**WRITTEN TASK**
Swap "black t-shirt" for "gray t-shirt" in everything from the line containing "point per instance: fence" down to the end of the listing, changing nothing else, and leave out the pictures.

— begin ENTRIES SUPPLIED —

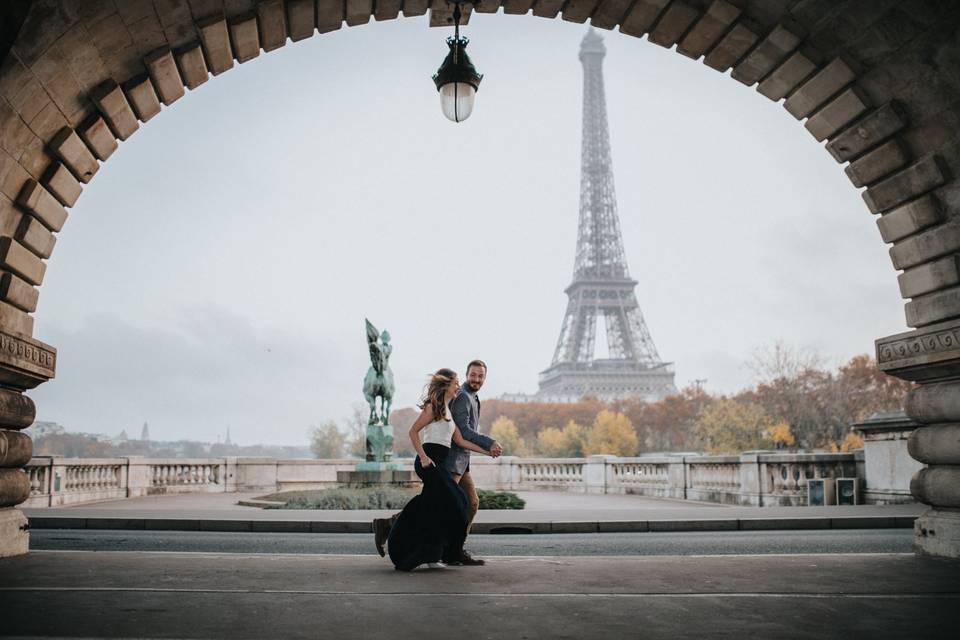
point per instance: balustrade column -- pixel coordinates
(16, 413)
(930, 356)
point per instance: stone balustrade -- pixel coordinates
(756, 478)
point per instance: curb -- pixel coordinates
(494, 528)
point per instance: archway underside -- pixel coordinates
(877, 82)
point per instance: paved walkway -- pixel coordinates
(171, 595)
(546, 512)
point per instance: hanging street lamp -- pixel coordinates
(457, 79)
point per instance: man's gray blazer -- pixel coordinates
(466, 415)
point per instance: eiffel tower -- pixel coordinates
(602, 287)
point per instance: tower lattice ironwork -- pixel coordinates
(602, 287)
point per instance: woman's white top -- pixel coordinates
(439, 432)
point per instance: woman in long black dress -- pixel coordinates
(433, 523)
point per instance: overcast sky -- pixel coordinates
(218, 269)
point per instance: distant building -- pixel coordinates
(41, 429)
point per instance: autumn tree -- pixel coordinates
(611, 434)
(729, 426)
(504, 431)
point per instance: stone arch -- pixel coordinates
(878, 83)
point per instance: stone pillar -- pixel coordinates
(930, 356)
(24, 364)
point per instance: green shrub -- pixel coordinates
(347, 499)
(500, 500)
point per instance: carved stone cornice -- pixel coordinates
(25, 362)
(927, 354)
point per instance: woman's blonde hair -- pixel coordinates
(434, 394)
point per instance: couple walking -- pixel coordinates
(432, 528)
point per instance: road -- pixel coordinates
(607, 544)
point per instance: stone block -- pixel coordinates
(878, 163)
(641, 17)
(820, 88)
(866, 134)
(244, 38)
(674, 22)
(929, 277)
(441, 14)
(933, 308)
(510, 7)
(14, 539)
(936, 443)
(787, 76)
(98, 138)
(17, 411)
(38, 201)
(17, 323)
(14, 487)
(193, 68)
(924, 355)
(390, 9)
(18, 292)
(16, 449)
(359, 12)
(302, 18)
(609, 13)
(578, 10)
(34, 236)
(938, 486)
(163, 71)
(417, 7)
(937, 533)
(115, 109)
(541, 9)
(18, 259)
(709, 28)
(271, 24)
(837, 114)
(766, 56)
(487, 6)
(330, 15)
(70, 148)
(916, 180)
(733, 46)
(215, 38)
(932, 403)
(62, 185)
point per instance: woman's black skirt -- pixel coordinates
(433, 525)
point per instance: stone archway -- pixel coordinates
(877, 82)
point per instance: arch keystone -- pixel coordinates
(68, 146)
(245, 38)
(709, 29)
(111, 102)
(216, 44)
(21, 261)
(676, 20)
(38, 201)
(820, 88)
(18, 292)
(641, 17)
(767, 55)
(62, 184)
(301, 19)
(163, 70)
(271, 24)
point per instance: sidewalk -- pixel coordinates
(546, 512)
(174, 595)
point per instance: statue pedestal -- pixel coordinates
(388, 476)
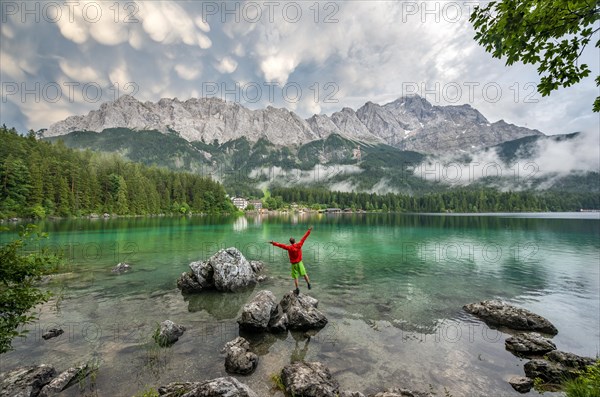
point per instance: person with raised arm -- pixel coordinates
(295, 253)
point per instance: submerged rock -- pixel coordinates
(65, 380)
(227, 270)
(529, 344)
(522, 384)
(219, 387)
(239, 360)
(498, 313)
(52, 333)
(121, 268)
(257, 314)
(168, 333)
(309, 379)
(557, 366)
(25, 381)
(397, 392)
(302, 313)
(296, 312)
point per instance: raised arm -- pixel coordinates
(305, 236)
(276, 244)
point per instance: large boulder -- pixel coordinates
(52, 333)
(239, 359)
(25, 381)
(65, 380)
(309, 379)
(498, 313)
(168, 333)
(257, 314)
(397, 392)
(530, 344)
(522, 384)
(557, 366)
(121, 268)
(296, 312)
(302, 313)
(219, 387)
(227, 270)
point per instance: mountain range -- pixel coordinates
(408, 123)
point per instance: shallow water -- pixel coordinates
(392, 286)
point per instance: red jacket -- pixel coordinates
(294, 250)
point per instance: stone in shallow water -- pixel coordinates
(302, 313)
(26, 381)
(529, 344)
(309, 379)
(557, 366)
(257, 314)
(227, 270)
(397, 392)
(495, 312)
(52, 333)
(239, 360)
(522, 384)
(65, 380)
(219, 387)
(168, 333)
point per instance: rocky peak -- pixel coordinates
(409, 122)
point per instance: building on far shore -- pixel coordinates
(240, 202)
(257, 204)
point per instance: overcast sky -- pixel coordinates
(66, 58)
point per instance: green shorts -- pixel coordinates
(298, 270)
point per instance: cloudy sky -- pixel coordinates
(66, 58)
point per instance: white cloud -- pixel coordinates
(226, 65)
(187, 72)
(202, 24)
(85, 74)
(167, 23)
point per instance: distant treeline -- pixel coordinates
(39, 179)
(454, 200)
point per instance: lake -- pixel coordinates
(391, 285)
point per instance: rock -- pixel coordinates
(25, 381)
(257, 314)
(121, 268)
(187, 283)
(309, 379)
(240, 360)
(219, 387)
(529, 344)
(257, 266)
(65, 380)
(557, 366)
(302, 313)
(52, 333)
(168, 333)
(227, 270)
(521, 384)
(498, 313)
(231, 270)
(402, 393)
(279, 322)
(346, 393)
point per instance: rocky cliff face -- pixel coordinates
(409, 123)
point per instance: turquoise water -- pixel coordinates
(391, 285)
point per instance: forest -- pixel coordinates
(451, 200)
(40, 179)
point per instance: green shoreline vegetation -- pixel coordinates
(39, 179)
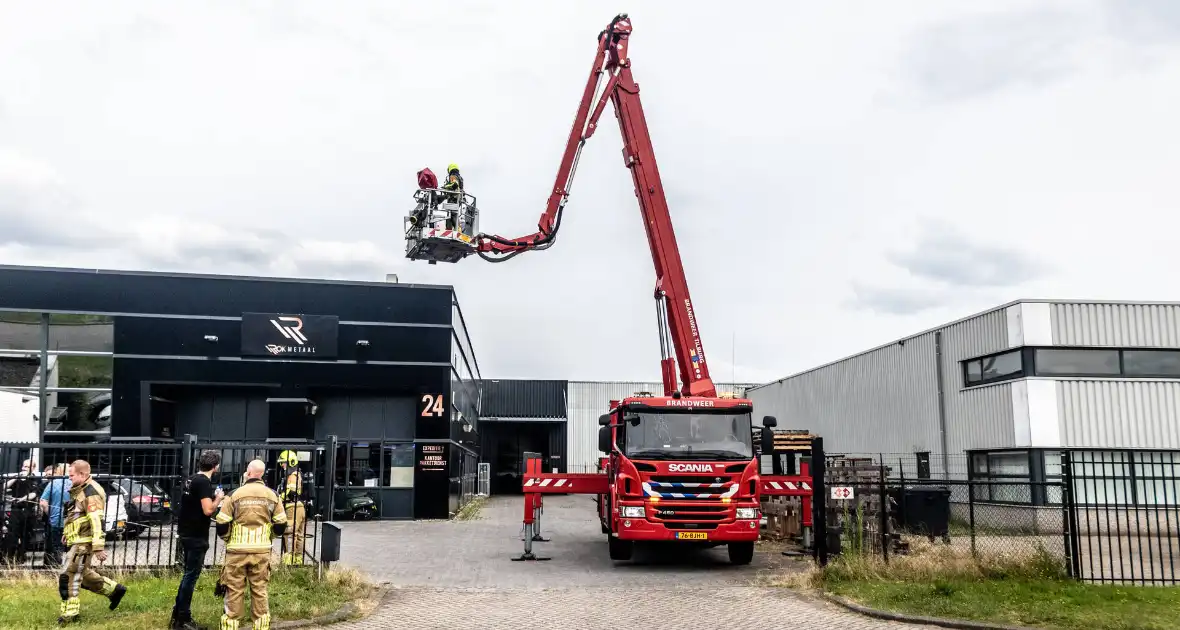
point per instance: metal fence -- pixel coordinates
(1105, 516)
(143, 485)
(1125, 510)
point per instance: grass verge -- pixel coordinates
(31, 599)
(1018, 589)
(470, 510)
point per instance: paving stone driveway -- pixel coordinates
(458, 575)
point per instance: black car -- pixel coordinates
(146, 503)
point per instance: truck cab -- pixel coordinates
(682, 470)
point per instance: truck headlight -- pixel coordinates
(633, 511)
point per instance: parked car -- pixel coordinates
(146, 503)
(115, 517)
(354, 504)
(118, 522)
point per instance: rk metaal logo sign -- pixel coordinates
(289, 335)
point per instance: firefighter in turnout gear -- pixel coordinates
(290, 491)
(85, 536)
(248, 522)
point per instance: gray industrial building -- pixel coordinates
(997, 393)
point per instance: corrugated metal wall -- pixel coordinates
(886, 400)
(589, 400)
(1131, 414)
(981, 417)
(1115, 325)
(507, 398)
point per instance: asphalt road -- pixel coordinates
(459, 575)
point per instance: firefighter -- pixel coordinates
(85, 537)
(248, 522)
(453, 194)
(290, 491)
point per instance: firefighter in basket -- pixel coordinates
(290, 492)
(453, 194)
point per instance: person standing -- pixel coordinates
(23, 511)
(53, 501)
(85, 537)
(198, 501)
(248, 522)
(290, 491)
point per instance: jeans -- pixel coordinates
(53, 544)
(194, 562)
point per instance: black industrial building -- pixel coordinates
(387, 368)
(518, 417)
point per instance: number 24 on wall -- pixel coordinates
(432, 405)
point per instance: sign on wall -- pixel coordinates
(294, 336)
(432, 458)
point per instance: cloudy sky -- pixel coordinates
(839, 175)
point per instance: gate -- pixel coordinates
(143, 484)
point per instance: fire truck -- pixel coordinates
(680, 466)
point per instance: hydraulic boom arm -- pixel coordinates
(679, 332)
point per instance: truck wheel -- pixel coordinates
(620, 550)
(741, 552)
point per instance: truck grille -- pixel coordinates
(689, 487)
(692, 478)
(689, 516)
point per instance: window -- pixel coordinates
(399, 470)
(1077, 362)
(997, 367)
(1069, 361)
(1002, 477)
(974, 372)
(1151, 362)
(1002, 365)
(365, 464)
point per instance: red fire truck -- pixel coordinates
(679, 466)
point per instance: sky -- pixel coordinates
(839, 175)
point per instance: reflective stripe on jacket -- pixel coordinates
(249, 512)
(85, 516)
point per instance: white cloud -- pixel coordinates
(838, 176)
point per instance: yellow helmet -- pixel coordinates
(289, 458)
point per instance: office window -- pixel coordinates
(364, 464)
(1002, 365)
(399, 470)
(1069, 361)
(1151, 363)
(997, 367)
(974, 372)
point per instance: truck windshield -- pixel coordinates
(688, 435)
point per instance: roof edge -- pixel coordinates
(961, 320)
(220, 276)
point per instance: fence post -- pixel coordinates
(819, 500)
(1069, 518)
(329, 478)
(884, 516)
(970, 509)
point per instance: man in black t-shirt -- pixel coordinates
(198, 501)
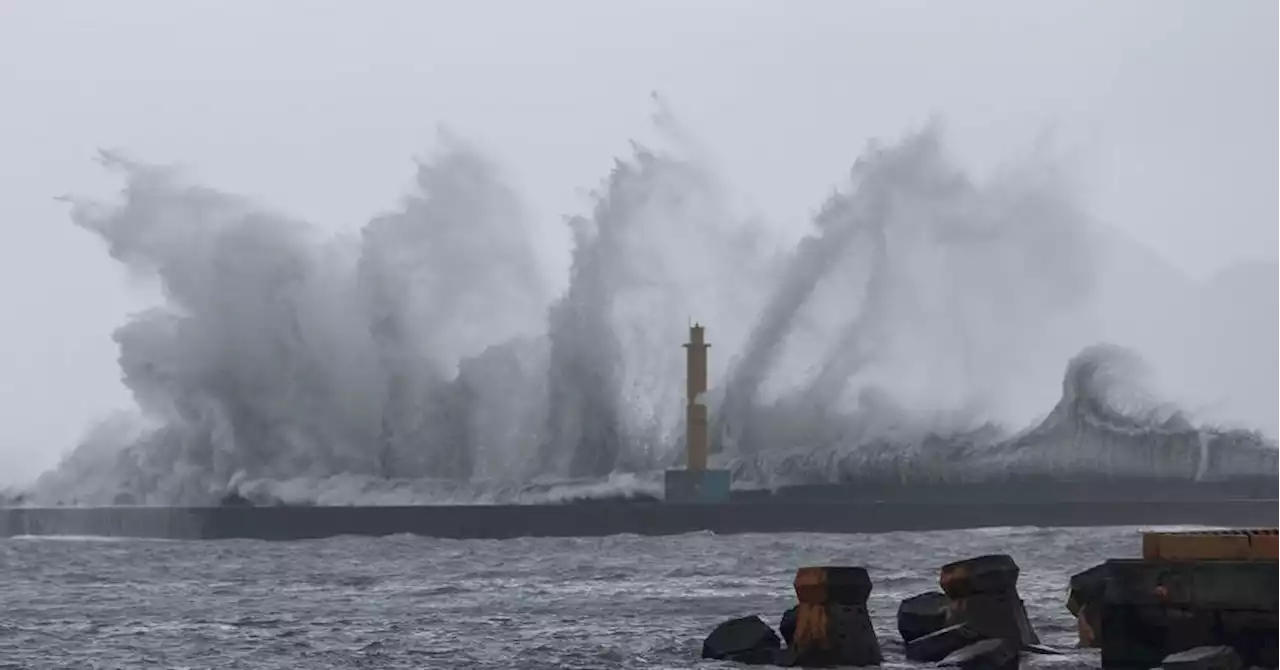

— end ENTRIES SUPPLIED —

**RESULT FOR THIS EXERCISE**
point per instance: fence post -- pixel coordinates
(819, 500)
(1069, 518)
(329, 478)
(884, 516)
(970, 509)
point per instance: man in gray t-shirt -- pixel coordinates
(198, 501)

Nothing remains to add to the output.